- **Exercise requirements**
- 1) Please answer these questions using the Gloger crook review, one answer per line:
(a) What guide price does it give?
(b) Which maker does the reviewer believe was an early pioneer of aftermarket crooks?
(c) Until roughly when, according to the reviewer's memory, was going back to the manufacturer the only practical way to replace a crook?
- 2) List every field label in the header at the top of the Gloger crook review.

- **Source excerpt**
Gloger crook/neck
Origin: Holland (www.gloger-handkraft.com)
Guide price: £200 (dependent on model and specs)
Weight: -
Date of manufacture: Unknown
Date reviewed: April 2004
Handcrafted 'aftermarket' crooks for saxophones
There are those who regard the crook, or neck, of the saxophone to be
the most important part of the instrument.
I personally tend to take the more moderate view that it's as important
as any other part of the whole package - but there's no denying that its
status is raised slightly by virtue of the fact that it's really quite
easy to lose the thing, and without a crook all you really have is so
much scrap brass...unless you can find a replacement. Not easy (granted,
you could just as easily lose the whole instrument - but then the issue
of replacing the crook becomes a bit of a moot point).
Up until, if memory serves, the mid 1980's, the only practical way to
replace a crook was to go back to the manufacturer and order a replacement
- always assuming that your model was a current one.
And then manufacturers hit on the idea of producing separate crooks for
their instruments, available at any time after purchase of the actual
instrument (hence the term 'aftermarket crooks'). I believe that Yanagisawa
in particular were early pioneers of this scheme. The problem still arose
though if your sax was no longer in production - and losing a crook from
a Selmer MKVI or a Conn 6M often meant a frantic search for a replacement
from a beaten up horn, or simply trying as many crooks as you could lay
your hands on in the hope of finding something that worked.
Enter the craftsman.
In recent years a number of individuals have set up in the business of
manufacturing bespoke crooks. Their philosophy is a double-edged one in
that they provide a source for replacement crooks for just about any horn
you care to mention, and they also provide the opportunity to customise
your horn in terms of overall response and playability.

- **Supplied material**
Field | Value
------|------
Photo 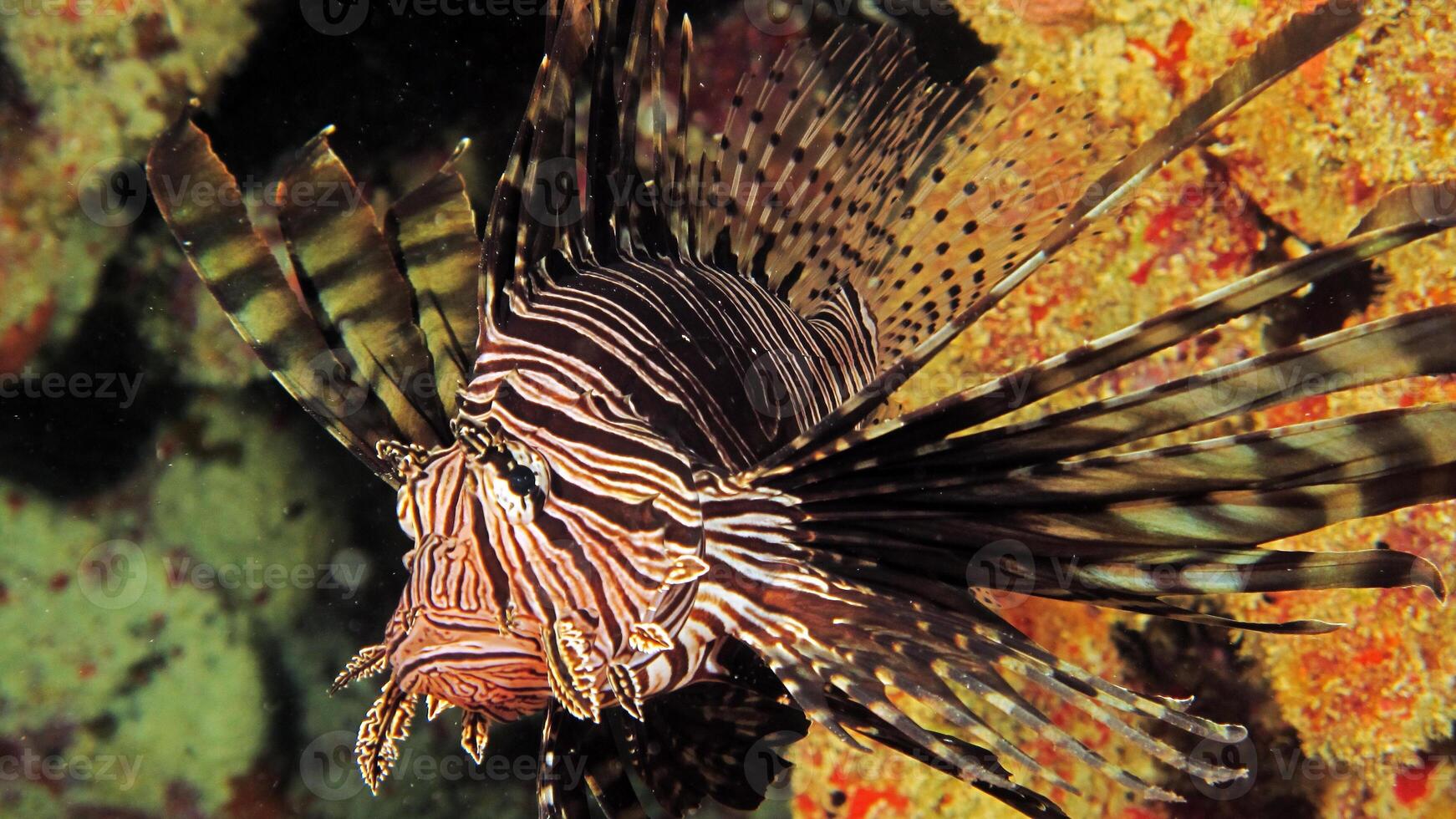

- **The responses**
- 1)
(a) £200 (dependent on model and specs)
(b) Yanagisawa
(c) The mid 1980's

- 2)
Origin
Guide price
Weight
Date of manufacture
Date reviewed